Goal 1: In the text on martial arts in film, what film was probably the first Chinese martial art film seen by an entire generation of Americans?
Goal 2: Carry the text on Asian martial arts in early film and newsreels forward, beginning right after its final sentence.

Text shown:
Newsreels: The Japanese and Chinese Martial Arts on Films
Bruce Lee’s iconic ‘Enter the Dragon’ was probably the first Chinese martial art film seen by an entire generation of Americans. Samurai films had been present in the West for a while, yet they generally reached a smaller audience. Kyle Barrowman has reminded us that Western audiences were also exposed to the martial arts in a variety of Hollywood films. Yet it is critical to remember that feature films were not the only places where individuals might be exposed to gripping and informative images of the Asian martial arts.
As I have argued elsewhere, the public display and discussion of the Japanese martial arts goes all the way back to the heyday of the magic lantern display. Heavy glass slides, often delicately painted, along with standardized scripts, provided many late 19th century and early 20th century entertainment seekers with their first glimpse of Jujitsu, Kendo, reformed Judo, Sumo Wrestling and the historic Samurai. Such images and discussions were actually quite popular and widespread almost 70 years before the explosion of the Kung Fu Craze. More importantly for students of the history of popular media, they also helped to establish basic patterns and audience expectations that shaped the developing film industry.
As such we should not be surprised to discover that the Asian martial arts also made early appearances on film. Yet they probably had their greatest impact in the now, mostly forgotten, newsreels that ran before or between the feature films that audiences had come to see.

Object point labels:
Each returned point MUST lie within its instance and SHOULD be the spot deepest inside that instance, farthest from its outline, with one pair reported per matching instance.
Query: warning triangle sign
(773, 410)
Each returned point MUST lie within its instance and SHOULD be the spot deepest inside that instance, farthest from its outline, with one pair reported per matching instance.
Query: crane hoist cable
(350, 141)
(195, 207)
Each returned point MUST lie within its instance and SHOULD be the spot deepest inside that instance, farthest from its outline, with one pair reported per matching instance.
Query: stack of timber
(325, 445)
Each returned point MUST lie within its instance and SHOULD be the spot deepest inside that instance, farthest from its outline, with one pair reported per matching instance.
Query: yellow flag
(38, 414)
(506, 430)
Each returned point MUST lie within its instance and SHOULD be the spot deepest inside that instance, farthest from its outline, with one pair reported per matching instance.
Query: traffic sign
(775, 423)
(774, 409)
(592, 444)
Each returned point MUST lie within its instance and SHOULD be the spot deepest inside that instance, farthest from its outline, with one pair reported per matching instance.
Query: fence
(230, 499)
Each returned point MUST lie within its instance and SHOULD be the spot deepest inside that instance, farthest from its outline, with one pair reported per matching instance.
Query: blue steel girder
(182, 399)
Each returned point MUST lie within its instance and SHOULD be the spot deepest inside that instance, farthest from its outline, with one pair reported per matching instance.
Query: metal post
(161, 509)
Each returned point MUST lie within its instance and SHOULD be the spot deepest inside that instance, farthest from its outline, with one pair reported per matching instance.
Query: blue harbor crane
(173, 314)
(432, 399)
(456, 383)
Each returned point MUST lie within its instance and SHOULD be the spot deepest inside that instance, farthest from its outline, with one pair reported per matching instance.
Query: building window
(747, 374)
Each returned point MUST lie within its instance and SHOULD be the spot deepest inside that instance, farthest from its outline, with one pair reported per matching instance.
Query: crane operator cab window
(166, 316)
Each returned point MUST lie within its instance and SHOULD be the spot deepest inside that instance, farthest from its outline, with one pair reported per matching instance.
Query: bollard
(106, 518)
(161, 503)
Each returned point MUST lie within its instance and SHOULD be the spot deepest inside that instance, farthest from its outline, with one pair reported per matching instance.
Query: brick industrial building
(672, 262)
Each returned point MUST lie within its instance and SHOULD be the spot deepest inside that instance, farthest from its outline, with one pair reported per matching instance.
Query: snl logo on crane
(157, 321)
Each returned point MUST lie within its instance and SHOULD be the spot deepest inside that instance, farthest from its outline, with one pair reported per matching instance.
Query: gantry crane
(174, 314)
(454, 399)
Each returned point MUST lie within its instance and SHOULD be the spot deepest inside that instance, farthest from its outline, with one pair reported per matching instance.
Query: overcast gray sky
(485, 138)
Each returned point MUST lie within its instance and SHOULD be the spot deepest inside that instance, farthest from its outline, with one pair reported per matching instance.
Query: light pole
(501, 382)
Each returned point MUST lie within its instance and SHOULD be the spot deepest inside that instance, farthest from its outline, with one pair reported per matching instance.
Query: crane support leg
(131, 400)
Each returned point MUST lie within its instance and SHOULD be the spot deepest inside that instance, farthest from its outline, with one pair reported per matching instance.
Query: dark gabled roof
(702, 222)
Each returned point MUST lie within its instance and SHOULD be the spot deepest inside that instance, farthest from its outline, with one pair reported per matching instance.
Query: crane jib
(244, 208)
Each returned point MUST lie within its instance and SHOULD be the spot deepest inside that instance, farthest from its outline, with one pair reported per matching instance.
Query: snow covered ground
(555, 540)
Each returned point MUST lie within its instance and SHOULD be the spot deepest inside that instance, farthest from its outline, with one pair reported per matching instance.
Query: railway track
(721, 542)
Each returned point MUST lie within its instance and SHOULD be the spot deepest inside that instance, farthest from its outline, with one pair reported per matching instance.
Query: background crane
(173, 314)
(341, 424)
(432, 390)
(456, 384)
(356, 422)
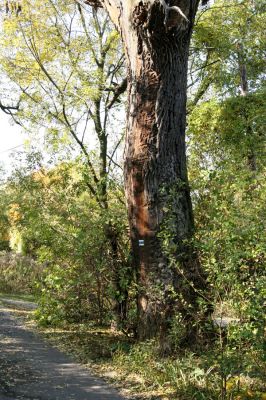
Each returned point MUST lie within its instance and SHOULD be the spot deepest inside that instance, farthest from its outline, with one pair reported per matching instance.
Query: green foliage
(19, 274)
(63, 227)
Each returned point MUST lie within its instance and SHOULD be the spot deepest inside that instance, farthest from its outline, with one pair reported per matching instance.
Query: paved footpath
(30, 369)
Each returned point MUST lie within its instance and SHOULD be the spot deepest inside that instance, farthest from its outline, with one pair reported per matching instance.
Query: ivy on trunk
(156, 38)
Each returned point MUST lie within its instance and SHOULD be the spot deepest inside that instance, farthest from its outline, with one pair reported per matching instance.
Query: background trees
(65, 223)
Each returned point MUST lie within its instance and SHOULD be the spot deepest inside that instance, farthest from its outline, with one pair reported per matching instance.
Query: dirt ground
(30, 369)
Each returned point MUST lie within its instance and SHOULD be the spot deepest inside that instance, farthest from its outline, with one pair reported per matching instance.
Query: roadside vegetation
(64, 235)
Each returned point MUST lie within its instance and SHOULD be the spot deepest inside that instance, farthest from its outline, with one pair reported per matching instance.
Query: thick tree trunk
(155, 166)
(156, 37)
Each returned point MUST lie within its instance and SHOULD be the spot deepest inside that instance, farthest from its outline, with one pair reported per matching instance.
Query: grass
(139, 372)
(17, 296)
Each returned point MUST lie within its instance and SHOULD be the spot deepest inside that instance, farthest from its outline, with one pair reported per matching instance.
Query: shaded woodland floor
(32, 369)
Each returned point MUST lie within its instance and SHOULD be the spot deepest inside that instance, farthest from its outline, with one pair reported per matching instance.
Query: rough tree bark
(156, 38)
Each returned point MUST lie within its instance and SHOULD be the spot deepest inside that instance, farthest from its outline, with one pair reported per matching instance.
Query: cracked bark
(156, 48)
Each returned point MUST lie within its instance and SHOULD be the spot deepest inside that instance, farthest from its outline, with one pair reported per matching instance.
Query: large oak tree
(156, 38)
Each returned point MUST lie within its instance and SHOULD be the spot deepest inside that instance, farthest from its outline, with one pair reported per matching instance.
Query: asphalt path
(31, 369)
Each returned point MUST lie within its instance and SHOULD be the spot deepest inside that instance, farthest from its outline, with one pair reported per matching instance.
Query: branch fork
(167, 9)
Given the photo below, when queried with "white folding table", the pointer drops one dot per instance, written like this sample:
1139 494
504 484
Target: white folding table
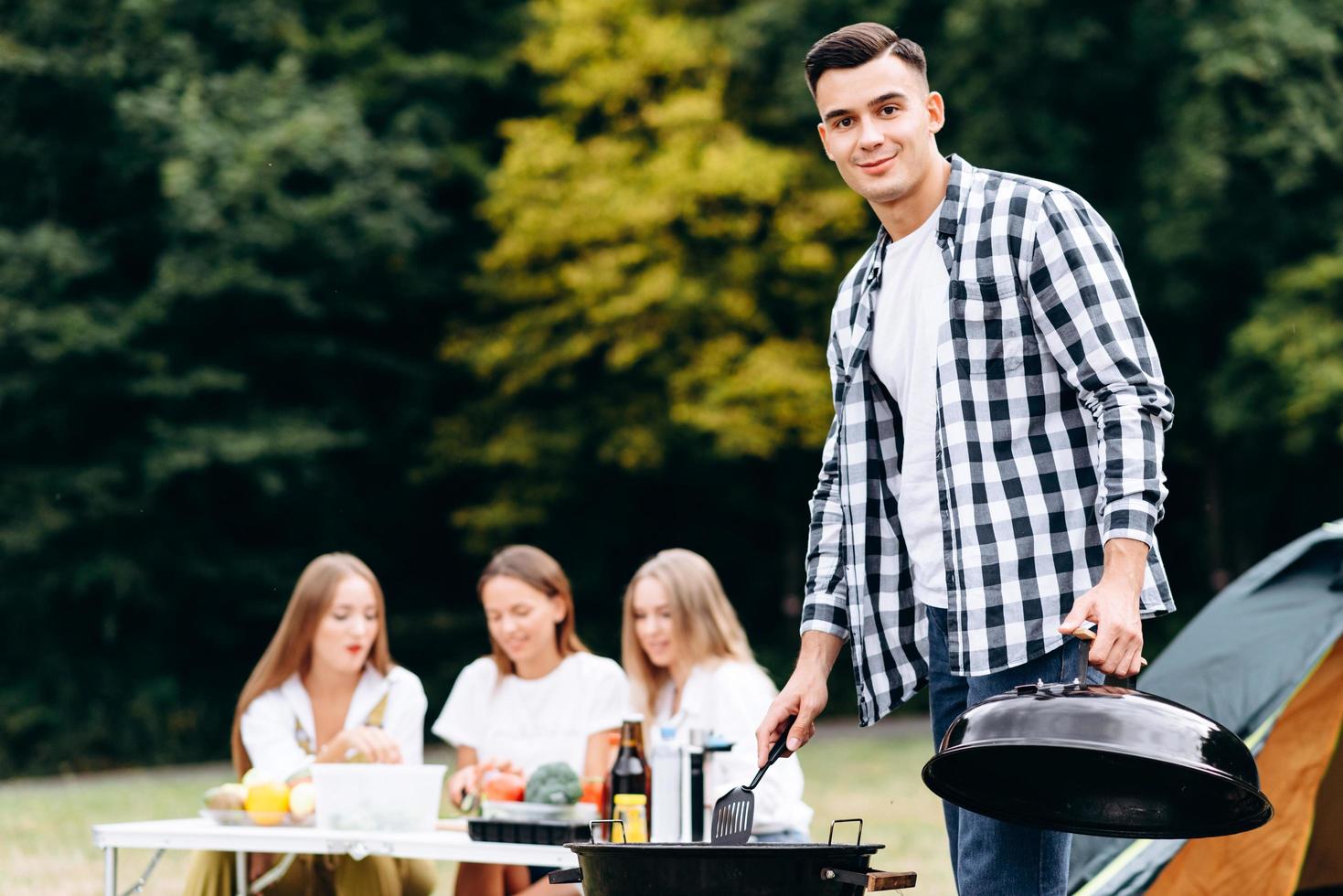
205 835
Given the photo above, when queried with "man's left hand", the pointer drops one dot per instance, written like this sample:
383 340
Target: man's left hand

Expected answer 1: Bruce Lee's "Enter the Dragon."

Expected answer 2:
A few words of orientation may be helpful before proceeding. In an era before television, newsreels were a profoundly important instrument in displaying the sorts of images that would shape public opinion on critical issues. Prior to the fragmentation of the media market they also had the ability to directly speak to large audiences. While old newsreel footage may strike us as quaint, we should not underestimate the effect that it had on shaping people’s views of the world. In fact, newsreels were popular with audiences precisely because (like the magic lantern shows of old) they allowed for a quick glimpse into foreign lands. For students of popular culture and social discourse they are critical, and substantively important, historical documents.
A full survey of all of the martial arts related newsreels put together in the first half of the 20th century is well beyond the bounds of what can be done in a single blog post. But for the purposes of exploring Bowman’s article I would like to ask viewers to consider four specific clips from the late 1920s and early 1930s (an era that is particularly important to my own research). While I briefly describe each of these scenes I cannot directly host them on this on blog. Readers are encouraged to take a few moments to view each of these segments as they are discussed.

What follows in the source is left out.